• _TRECHO SELECIONADO_:
= = = = = = =

Ele combateu o uso de máscara, provocou aglomerações e sabotou a compra das vacinas. Não bastasse isso, defendeu a tese genocida da imunidade de rebanho, que pressupunha a infecção generalizada e acelerada da população. Por isso ele estimulava que os brasileiros não se protegessem contra o vírus. Especialistas dizem que este comportamento foi responsável por grande parte das mortes que poderiam ter sido evitadas.
A decisão de Moraes atende a um pedido feito pela CPI da Covid. No despacho, o ministro critica a decisão da Procuradoria-Geral da República (PGR) de abrir apenas uma apuração preliminar, interna, para avaliar as falas de Bolsonaro e recomendar o arquivamento do pedido feito pela CPI. O comportamento do procurador-geral Augusto Aras confirma que seu papel na PGR é dificultar investigações que envolvam Bolsonaro e seus familiares.

= = = = = = =

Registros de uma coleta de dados
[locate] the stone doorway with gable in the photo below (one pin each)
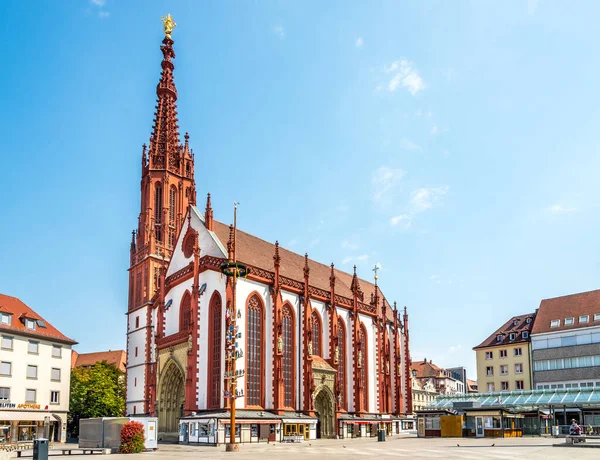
(323, 397)
(170, 397)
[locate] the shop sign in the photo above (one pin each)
(19, 406)
(28, 406)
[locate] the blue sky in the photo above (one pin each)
(454, 143)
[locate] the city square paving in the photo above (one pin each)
(397, 447)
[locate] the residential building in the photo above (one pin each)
(118, 358)
(316, 343)
(503, 362)
(471, 386)
(442, 379)
(423, 393)
(35, 374)
(566, 342)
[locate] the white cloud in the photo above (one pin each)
(384, 179)
(404, 220)
(405, 76)
(532, 6)
(424, 198)
(349, 244)
(407, 144)
(561, 209)
(360, 258)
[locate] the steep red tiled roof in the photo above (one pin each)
(259, 253)
(320, 363)
(568, 306)
(115, 357)
(426, 369)
(509, 327)
(471, 385)
(19, 311)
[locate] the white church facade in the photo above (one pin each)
(322, 353)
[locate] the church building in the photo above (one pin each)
(320, 352)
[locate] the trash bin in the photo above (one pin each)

= = = = = = =

• _INSTRUÇÕES_:
A - Segundo o trecho selecionado, por que ele estimulava que os brasileiros não se protegessem contra o vírus? Responda em até três frases.
B - Reproduza do trecho selecionado tudo desde "A decisão de" até "e seus familiares.".

• _RESPOSTAS DO EXERCÍCIO_:
A - Porque defendia a tese da imunidade de rebanho, que pressupunha a infecção generalizada e acelerada da população. Para essa tese dar certo, as pessoas precisavam se infectar em vez de se proteger.

B -
A decisão de Moraes atende a um pedido feito pela CPI da Covid. No despacho, o ministro critica a decisão da Procuradoria-Geral da República (PGR) de abrir apenas uma apuração preliminar, interna, para avaliar as falas de Bolsonaro e recomendar o arquivamento do pedido feito pela CPI. O comportamento do procurador-geral Augusto Aras confirma que seu papel na PGR é dificultar investigações que envolvam Bolsonaro e seus familiares.